*Written instruction:* What follows is a listing; restate every line of it word for word.

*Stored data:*
*****
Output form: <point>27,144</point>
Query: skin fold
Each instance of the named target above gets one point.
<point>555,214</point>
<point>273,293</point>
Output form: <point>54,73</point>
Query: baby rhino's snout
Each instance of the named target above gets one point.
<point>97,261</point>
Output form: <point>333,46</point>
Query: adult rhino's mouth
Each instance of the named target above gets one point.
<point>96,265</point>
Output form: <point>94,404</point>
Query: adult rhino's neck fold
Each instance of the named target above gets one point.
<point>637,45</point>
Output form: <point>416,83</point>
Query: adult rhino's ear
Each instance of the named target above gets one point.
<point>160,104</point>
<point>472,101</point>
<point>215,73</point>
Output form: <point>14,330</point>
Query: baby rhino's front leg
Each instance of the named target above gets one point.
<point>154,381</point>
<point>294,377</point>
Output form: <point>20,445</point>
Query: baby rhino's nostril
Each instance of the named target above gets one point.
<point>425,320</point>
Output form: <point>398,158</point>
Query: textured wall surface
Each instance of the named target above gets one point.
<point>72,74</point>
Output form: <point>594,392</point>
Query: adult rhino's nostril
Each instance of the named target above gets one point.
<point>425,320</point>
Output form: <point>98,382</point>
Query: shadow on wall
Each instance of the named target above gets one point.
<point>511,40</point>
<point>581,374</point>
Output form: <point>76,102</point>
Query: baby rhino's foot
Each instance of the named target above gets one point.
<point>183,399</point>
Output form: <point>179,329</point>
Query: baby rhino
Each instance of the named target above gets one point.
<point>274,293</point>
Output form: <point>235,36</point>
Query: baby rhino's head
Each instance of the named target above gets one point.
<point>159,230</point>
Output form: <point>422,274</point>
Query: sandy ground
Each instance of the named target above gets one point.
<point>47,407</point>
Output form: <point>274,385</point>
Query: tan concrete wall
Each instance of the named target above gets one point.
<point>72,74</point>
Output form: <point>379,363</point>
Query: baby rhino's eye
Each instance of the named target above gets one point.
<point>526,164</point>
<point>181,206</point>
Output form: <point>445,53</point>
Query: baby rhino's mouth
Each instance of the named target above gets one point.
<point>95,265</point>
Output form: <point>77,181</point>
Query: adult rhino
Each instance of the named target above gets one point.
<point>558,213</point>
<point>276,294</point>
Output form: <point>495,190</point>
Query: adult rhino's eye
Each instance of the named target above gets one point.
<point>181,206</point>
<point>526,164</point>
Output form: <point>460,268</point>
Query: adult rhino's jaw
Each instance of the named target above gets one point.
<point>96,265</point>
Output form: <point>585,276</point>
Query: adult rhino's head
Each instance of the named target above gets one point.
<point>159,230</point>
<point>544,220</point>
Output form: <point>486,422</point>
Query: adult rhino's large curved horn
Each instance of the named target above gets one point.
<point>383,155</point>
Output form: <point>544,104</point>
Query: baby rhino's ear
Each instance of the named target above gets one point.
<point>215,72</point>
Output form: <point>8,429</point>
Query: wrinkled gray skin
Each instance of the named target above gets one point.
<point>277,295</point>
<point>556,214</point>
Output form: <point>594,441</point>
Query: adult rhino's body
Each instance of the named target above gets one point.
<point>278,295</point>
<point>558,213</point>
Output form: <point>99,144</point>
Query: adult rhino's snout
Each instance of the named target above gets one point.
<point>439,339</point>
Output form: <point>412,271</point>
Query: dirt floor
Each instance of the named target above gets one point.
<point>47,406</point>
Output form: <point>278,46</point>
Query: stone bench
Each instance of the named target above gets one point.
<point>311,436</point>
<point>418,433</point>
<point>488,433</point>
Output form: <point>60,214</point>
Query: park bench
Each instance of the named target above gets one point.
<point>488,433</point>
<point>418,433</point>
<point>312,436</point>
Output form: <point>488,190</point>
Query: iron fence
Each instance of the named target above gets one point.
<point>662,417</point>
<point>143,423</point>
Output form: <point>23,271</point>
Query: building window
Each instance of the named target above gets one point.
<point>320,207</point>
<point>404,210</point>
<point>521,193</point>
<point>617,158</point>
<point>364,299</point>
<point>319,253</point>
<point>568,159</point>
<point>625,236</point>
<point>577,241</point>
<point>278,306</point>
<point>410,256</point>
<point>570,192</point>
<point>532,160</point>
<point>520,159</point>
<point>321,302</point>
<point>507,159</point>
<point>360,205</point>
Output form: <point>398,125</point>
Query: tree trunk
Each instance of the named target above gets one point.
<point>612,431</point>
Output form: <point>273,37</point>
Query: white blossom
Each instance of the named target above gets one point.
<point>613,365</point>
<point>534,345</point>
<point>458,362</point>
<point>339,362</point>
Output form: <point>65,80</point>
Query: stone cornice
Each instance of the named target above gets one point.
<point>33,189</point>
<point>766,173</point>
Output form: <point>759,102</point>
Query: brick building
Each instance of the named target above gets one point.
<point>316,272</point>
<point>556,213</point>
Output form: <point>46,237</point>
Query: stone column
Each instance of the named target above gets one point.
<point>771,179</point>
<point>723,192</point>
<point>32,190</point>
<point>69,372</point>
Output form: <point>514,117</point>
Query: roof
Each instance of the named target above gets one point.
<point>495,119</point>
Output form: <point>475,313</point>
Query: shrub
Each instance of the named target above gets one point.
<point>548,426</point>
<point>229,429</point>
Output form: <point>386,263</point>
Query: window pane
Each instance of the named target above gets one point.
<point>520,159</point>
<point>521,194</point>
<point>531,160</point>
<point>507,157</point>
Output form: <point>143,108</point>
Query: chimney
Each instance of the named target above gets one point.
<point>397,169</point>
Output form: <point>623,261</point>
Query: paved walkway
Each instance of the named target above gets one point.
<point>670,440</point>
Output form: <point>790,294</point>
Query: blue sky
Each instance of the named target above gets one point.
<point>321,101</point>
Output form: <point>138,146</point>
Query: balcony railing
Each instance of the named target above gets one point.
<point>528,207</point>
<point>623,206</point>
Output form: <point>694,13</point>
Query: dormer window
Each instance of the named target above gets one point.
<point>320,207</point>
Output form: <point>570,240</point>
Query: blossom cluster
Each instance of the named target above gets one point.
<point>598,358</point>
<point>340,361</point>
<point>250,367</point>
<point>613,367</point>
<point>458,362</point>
*****
*Finished answer:*
Output form: <point>27,144</point>
Query: skin fold
Each instance of the named target above gets one point.
<point>555,214</point>
<point>273,293</point>
Output form: <point>54,73</point>
Query: baby rhino's snout
Each instance of the named target above gets one point.
<point>97,261</point>
Output form: <point>333,46</point>
Query: adult rhino's mouth
Each instance of the named target above gets one point.
<point>96,265</point>
Output form: <point>94,404</point>
Query: adult rhino's neck fold
Each instance of the named target above gets one point.
<point>637,45</point>
Output form: <point>416,83</point>
Query: adult rhino's ear
Each instance of the named target above gets one point.
<point>160,104</point>
<point>472,101</point>
<point>215,73</point>
Output form: <point>14,330</point>
Query: baby rhino's front leg
Each instance of the named target above gets one point.
<point>154,381</point>
<point>294,377</point>
Output form: <point>20,445</point>
Query: baby rhino's nostril
Each instance of the named target above gets one point.
<point>425,320</point>
Output form: <point>398,158</point>
Query: textured wall surface
Each instance of the named target above gets one point.
<point>72,74</point>
Output form: <point>594,392</point>
Query: adult rhino's nostril
Each instance of the named target above gets one point.
<point>425,320</point>
Output form: <point>98,382</point>
Query: shadow on wall
Each instance of the named target above gets one point.
<point>511,40</point>
<point>581,374</point>
Output form: <point>76,102</point>
Query: baby rhino's foot
Each instance of the named target above gets one point.
<point>183,399</point>
Output form: <point>179,329</point>
Query: baby rhino
Each instance of the named target above gets one point.
<point>274,293</point>
Output form: <point>235,36</point>
Query: baby rhino's head
Each instance of the named target above gets one point.
<point>159,230</point>
Output form: <point>422,274</point>
Query: sandy ground
Each instance of the named target above gets one point.
<point>47,407</point>
Output form: <point>274,385</point>
Query: tan concrete wall
Each instance of the named target above gets one point.
<point>72,74</point>
Output form: <point>379,363</point>
Query: baby rhino's eye
Each instance of the named target above gets one point.
<point>526,164</point>
<point>181,206</point>
Output form: <point>445,53</point>
Query: baby rhino's mouth
Each instance of the named target above gets one point.
<point>95,265</point>
Output form: <point>77,181</point>
Query: adult rhino
Each instance of the named target above gets one point.
<point>558,213</point>
<point>276,294</point>
Output form: <point>495,190</point>
Query: adult rhino's eye
Each instance of the named target above gets one point.
<point>181,206</point>
<point>526,164</point>
Output form: <point>460,268</point>
Query: adult rhino's jaw
Each instance of the named target above gets one point.
<point>96,265</point>
Output form: <point>585,276</point>
Query: adult rhino's head
Each instance of the named target above gets one point.
<point>159,230</point>
<point>544,220</point>
Output form: <point>486,422</point>
Query: adult rhino's large curved horn
Each instance of the named target above gets one point.
<point>383,155</point>
Output form: <point>544,104</point>
Query: baby rhino's ear
Each instance of the named target above gets one point.
<point>215,72</point>
Output form: <point>8,429</point>
Query: wrinkled gray skin
Each instance of the named target above gets one point.
<point>277,295</point>
<point>556,214</point>
Output form: <point>594,441</point>
Query: adult rhino's body
Each instance of the named target above gets one point.
<point>278,295</point>
<point>558,213</point>
Output form: <point>99,144</point>
Query: adult rhino's snout
Each instance of the named target above gets one point.
<point>439,339</point>
Output form: <point>412,271</point>
Query: dirt floor
Each instance of the named target above gets one point.
<point>47,406</point>
Output form: <point>278,46</point>
Query: stone bench
Each instance of the named target above gets one point.
<point>311,436</point>
<point>418,433</point>
<point>488,433</point>
Output form: <point>60,214</point>
Query: park bench
Each instance of the named target above gets one point.
<point>488,433</point>
<point>418,433</point>
<point>312,436</point>
Output form: <point>488,190</point>
Query: iron fence
Each instance of the named target above gets one point.
<point>662,417</point>
<point>143,423</point>
Output form: <point>23,271</point>
Query: building window
Each instance of the named target above gets one point.
<point>320,207</point>
<point>404,210</point>
<point>521,193</point>
<point>617,158</point>
<point>364,299</point>
<point>319,253</point>
<point>568,159</point>
<point>625,236</point>
<point>577,241</point>
<point>278,306</point>
<point>410,256</point>
<point>570,192</point>
<point>532,160</point>
<point>520,159</point>
<point>321,302</point>
<point>507,159</point>
<point>360,205</point>
Output form: <point>398,125</point>
Query: tree trunk
Each instance of the named target above gets one point.
<point>612,431</point>
Output form: <point>273,37</point>
Query: white blossom
Each instance of the named target above gets one point.
<point>613,365</point>
<point>534,345</point>
<point>458,362</point>
<point>339,362</point>
Output form: <point>65,80</point>
Query: stone cornice
Each instance of the named target above gets one point.
<point>33,189</point>
<point>766,173</point>
Output form: <point>759,102</point>
Query: brick building
Each instance of the named target above gets one point.
<point>316,272</point>
<point>556,213</point>
Output form: <point>46,237</point>
Query: stone column
Each instance of the named target above gets one point.
<point>771,179</point>
<point>723,192</point>
<point>32,190</point>
<point>69,372</point>
Output form: <point>514,117</point>
Query: roof
Each instance of the named target above gets one point.
<point>495,119</point>
Output form: <point>475,313</point>
Query: shrub
Each instance of the named target above gets one point.
<point>548,426</point>
<point>229,429</point>
Output form: <point>386,263</point>
Query: window pane
Each instance of the named target above gets one point.
<point>520,159</point>
<point>521,194</point>
<point>531,160</point>
<point>507,157</point>
Output form: <point>143,108</point>
Query: chimney
Each instance of the named target above gets one point.
<point>397,169</point>
Output form: <point>623,261</point>
Query: paved walkway
Each instance of the named target above gets one point.
<point>670,440</point>
Output form: <point>790,294</point>
Query: blue sky
Each instance of the named target above gets one point.
<point>321,101</point>
Output form: <point>138,146</point>
Query: balcony railing
Each instance of the named target above gets one point.
<point>528,207</point>
<point>623,206</point>
Output form: <point>694,13</point>
Query: dormer window
Each instance of the named target above gets one point.
<point>320,207</point>
Output form: <point>570,240</point>
Query: blossom cluster
Each instance of the named target above gets one point.
<point>598,358</point>
<point>340,361</point>
<point>250,367</point>
<point>613,367</point>
<point>458,362</point>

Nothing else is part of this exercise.